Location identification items
━━━━━━

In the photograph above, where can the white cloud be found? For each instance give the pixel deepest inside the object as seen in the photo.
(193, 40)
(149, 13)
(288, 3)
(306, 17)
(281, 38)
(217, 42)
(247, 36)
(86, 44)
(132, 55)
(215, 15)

━━━━━━

Rewrite the material above as a two-column CSV with the headers "request" and "answer" and one row per request. Enclose each field in double quotes and replace every line break with a space.

-- Response to this exercise --
request,answer
"In the photograph above, where can the white cloud be found? For each instance give the pixel deepest inside the object as seen in the photo.","(193, 40) (149, 13) (288, 3) (306, 17) (281, 38) (217, 42) (247, 36) (86, 44) (132, 55) (215, 15)"